**WHAT YOU WILL DO**
Starting from the line containing "Where can the tree", write out every remaining line exactly, the last one included.

**GIVEN DATA**

##############################

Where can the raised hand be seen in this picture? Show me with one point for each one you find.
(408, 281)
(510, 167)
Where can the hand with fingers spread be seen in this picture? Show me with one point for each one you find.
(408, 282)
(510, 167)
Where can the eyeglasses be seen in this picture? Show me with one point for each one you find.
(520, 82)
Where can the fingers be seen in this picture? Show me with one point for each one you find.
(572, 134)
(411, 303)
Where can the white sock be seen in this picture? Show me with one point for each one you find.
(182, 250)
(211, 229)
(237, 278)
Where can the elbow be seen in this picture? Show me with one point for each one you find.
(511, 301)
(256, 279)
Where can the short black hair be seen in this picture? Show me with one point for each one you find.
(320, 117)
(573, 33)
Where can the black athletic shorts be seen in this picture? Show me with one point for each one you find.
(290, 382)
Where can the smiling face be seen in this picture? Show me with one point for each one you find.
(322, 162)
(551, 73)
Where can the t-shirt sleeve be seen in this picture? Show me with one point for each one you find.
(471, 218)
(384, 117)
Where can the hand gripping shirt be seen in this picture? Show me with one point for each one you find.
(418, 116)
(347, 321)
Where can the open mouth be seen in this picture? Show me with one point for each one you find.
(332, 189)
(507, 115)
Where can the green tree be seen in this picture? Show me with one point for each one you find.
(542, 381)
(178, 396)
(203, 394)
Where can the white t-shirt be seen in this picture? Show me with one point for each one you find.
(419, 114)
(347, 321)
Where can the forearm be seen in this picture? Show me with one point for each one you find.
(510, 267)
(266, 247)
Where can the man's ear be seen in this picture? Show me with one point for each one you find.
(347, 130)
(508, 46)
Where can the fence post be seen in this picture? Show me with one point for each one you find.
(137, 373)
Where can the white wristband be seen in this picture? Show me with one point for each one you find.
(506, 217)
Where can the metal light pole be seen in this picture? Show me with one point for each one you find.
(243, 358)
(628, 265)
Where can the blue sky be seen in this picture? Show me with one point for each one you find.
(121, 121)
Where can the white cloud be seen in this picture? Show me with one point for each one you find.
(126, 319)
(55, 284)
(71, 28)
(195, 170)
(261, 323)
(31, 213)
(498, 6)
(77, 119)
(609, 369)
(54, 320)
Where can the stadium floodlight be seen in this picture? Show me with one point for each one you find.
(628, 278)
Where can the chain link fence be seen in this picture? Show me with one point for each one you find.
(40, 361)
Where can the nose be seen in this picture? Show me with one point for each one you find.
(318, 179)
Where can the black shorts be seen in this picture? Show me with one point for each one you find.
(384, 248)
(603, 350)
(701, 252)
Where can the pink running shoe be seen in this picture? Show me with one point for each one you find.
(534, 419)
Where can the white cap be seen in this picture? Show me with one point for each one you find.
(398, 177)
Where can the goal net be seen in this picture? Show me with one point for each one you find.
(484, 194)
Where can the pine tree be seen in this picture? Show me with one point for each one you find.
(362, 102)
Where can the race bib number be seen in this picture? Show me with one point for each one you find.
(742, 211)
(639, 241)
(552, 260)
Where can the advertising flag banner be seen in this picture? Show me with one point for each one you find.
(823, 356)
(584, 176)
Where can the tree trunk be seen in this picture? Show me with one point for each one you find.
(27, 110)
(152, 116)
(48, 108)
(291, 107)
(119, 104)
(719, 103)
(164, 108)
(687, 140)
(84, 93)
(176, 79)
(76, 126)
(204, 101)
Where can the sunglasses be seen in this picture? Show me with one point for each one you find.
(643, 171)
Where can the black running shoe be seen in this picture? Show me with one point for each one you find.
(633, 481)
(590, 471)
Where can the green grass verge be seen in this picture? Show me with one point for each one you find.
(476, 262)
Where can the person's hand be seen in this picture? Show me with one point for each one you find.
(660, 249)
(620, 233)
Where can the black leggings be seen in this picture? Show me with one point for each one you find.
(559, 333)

##############################

**TASK ANSWER**
Where can the tree trunk be seen in this picture? Show me with one point for each one you find.
(27, 110)
(152, 116)
(48, 108)
(291, 107)
(119, 104)
(719, 103)
(164, 108)
(687, 140)
(84, 93)
(176, 79)
(76, 126)
(204, 101)
Where can the sunglasses be seen in this picture? Show me with one point for each one you find.
(643, 171)
Where can the black running shoe be seen in this picture? Show me with one point for each one you find.
(633, 481)
(590, 471)
Where can the green grass verge be seen in this picture? Show me with one point for each one you find.
(476, 262)
Where can the person's hand be seen in this picture? Show me with one point for each one you find.
(660, 249)
(620, 233)
Where can the black leggings be seen in this picture? Show me with one point for each one you find.
(559, 333)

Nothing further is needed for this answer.